_What you will do_: Scan the records for "approximate". Report each line that includes it.

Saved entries

-- Opening Marker --

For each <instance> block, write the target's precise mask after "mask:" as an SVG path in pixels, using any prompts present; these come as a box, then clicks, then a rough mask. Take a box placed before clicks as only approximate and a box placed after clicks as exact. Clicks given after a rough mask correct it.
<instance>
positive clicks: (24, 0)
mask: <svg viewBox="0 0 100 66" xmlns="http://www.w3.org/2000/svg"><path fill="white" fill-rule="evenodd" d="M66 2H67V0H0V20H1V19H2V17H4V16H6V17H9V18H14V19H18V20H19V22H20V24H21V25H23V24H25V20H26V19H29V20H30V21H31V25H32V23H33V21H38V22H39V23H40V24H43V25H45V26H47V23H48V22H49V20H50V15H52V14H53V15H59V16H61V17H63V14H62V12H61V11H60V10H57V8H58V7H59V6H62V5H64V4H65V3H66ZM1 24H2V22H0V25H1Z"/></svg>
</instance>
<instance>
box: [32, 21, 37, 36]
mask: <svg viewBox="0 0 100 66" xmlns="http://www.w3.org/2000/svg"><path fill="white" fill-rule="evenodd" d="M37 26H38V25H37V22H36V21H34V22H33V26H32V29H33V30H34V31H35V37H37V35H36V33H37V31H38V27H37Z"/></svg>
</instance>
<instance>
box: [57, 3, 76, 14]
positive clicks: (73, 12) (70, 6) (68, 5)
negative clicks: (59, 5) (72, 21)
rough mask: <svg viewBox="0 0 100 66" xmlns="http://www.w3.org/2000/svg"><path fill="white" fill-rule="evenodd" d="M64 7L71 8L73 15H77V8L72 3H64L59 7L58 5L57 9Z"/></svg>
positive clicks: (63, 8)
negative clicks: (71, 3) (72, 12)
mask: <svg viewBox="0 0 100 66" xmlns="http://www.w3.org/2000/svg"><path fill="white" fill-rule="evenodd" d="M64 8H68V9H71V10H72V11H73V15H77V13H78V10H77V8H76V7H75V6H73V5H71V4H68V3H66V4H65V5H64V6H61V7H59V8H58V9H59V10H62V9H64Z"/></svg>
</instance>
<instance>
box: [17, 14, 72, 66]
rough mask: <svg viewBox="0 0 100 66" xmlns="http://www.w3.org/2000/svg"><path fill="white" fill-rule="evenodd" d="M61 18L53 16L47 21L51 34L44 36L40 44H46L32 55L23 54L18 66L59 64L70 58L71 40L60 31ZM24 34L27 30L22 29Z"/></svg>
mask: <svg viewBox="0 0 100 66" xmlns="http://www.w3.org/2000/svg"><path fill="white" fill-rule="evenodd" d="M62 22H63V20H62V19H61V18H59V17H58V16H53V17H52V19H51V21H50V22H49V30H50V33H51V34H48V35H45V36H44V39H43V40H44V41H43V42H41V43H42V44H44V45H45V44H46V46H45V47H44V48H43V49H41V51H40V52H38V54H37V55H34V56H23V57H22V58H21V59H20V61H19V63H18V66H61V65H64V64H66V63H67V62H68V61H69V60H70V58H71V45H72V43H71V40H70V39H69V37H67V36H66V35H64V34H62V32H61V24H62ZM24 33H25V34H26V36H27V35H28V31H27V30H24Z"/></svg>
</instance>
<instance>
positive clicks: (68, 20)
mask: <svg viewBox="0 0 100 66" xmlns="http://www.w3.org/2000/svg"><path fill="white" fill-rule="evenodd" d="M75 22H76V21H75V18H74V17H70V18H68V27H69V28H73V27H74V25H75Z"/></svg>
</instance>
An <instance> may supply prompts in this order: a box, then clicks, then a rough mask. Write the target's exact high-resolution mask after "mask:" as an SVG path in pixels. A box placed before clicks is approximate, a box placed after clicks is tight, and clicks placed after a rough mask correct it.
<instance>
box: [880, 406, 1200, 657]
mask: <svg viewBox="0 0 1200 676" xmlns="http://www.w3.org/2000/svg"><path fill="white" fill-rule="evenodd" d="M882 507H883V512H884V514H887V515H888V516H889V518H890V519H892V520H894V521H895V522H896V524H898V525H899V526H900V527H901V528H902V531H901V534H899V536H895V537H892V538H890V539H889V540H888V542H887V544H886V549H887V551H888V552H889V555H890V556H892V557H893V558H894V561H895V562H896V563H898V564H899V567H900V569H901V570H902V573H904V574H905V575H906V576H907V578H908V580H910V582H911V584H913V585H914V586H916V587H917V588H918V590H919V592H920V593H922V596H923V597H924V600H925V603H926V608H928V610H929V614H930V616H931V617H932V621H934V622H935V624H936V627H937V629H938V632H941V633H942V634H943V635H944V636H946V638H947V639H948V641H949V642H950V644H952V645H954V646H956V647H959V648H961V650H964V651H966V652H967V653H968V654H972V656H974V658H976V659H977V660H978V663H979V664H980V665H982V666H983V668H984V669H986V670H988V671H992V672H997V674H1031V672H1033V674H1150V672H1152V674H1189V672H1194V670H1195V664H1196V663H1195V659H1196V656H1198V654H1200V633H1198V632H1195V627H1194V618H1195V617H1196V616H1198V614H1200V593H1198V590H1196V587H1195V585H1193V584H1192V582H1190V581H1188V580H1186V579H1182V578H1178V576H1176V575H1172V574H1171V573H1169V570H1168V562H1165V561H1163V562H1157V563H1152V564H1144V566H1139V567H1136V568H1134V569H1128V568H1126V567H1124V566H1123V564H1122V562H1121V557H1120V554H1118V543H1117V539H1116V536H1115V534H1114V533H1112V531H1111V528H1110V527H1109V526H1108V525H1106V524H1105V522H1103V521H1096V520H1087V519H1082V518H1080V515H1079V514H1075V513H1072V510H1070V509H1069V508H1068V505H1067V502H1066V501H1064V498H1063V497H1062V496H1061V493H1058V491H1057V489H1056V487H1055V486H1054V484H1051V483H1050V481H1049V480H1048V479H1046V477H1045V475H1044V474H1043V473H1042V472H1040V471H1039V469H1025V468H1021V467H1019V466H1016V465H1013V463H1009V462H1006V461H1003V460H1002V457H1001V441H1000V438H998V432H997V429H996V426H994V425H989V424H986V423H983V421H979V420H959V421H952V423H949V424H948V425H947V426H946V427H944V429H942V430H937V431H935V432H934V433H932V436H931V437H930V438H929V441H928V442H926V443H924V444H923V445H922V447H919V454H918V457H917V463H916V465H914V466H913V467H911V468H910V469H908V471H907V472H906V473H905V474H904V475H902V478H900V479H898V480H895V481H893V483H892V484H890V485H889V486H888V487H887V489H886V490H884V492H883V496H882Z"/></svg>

-- Closing Marker --

_Written reply_:
For each <instance> block, write the target's precise mask after "mask:" as an SVG path in pixels, using any prompts present; these come as a box, then clicks, then a rough mask. Take a box placed before clicks as only approximate and a box placed after clicks as exact. Clicks given after a rough mask correct it.
An <instance> may supply prompts in this order: a box, then clicks, then a rough mask. Write the target's exact high-resolution mask after "mask:" as an SVG path in pixels. A box placed before clicks is approximate, a box placed after clicks is tight, and clicks placed after a rough mask correct it.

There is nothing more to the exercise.